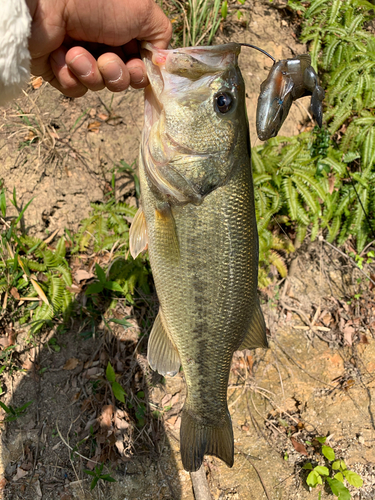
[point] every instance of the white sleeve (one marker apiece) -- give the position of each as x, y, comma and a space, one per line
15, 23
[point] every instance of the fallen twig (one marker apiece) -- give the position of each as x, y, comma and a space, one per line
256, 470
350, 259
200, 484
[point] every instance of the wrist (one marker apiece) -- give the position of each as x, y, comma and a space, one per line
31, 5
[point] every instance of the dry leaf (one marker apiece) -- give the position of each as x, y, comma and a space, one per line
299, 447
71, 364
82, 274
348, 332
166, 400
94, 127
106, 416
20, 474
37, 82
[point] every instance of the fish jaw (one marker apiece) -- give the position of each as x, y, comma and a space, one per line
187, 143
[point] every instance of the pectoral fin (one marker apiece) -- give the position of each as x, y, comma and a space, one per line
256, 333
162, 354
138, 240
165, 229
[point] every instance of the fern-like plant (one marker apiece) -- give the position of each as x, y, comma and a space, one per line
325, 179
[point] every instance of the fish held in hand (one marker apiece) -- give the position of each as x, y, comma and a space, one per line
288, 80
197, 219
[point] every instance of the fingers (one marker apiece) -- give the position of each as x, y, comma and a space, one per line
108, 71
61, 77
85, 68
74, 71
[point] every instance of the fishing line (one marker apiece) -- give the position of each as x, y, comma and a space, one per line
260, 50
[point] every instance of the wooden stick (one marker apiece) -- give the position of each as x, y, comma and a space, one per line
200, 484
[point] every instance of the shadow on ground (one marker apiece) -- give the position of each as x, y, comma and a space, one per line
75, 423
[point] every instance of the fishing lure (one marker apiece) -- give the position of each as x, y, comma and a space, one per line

# # #

Exactly and only the lines from the one containing "[point] every instance of the fallen" through the end of the material are to be reproduced, both ends included.

Response to the exercise |
[point] every instance of the fallen twig (one marker apiece) -- give the position of each as x, y, comma and a space, one per line
256, 470
350, 259
200, 484
[point] every instance of the wrist (one marker apiece) -- give the position of each as x, y, comma and a space, one per line
31, 5
[point] every instance of the dry leaf (one marker apiece) -- give the position of each as x, y, comma and a space, one per line
299, 447
71, 364
82, 274
348, 332
166, 400
94, 127
106, 416
20, 474
37, 82
[point] every instance of the fish jaw (one marker apiece) -- give the position of each as x, y, comma and a space, one per line
187, 143
[point] every instance of the pectoral fin (one marker apiece) -- give the position of each as x, y, comma and a space, one per line
256, 333
162, 354
138, 240
165, 229
[point] every instance of the fern-like plant (one marker apiece) -- give the position of each as x, y, comma and a space, one per line
325, 179
[point] every instance of the fish held in hand (one marker apiece) -- give the position of each as x, y, comma and a space, one per line
288, 80
197, 219
[point] every instance of the fingers (one marker apiece) -- give the position of each as x, y, comma and a space, one per line
108, 71
61, 77
85, 68
74, 71
[point] every instance of the fishing line (one marker apiece) -- give the position of each as x, y, comma and a space, one per line
260, 50
[point] every instance of the wooden stick (one marker apiece) -- give the position of each as x, y, comma and a space, one per line
200, 484
[point] every instance of the shadow on ground (one marker apiece) -- give the position of each as x, y, comma and a space, one per line
75, 423
[point] every instance of the fishing lure (one marker apiece) -- give the position of each as x, y, comma and a space, one per line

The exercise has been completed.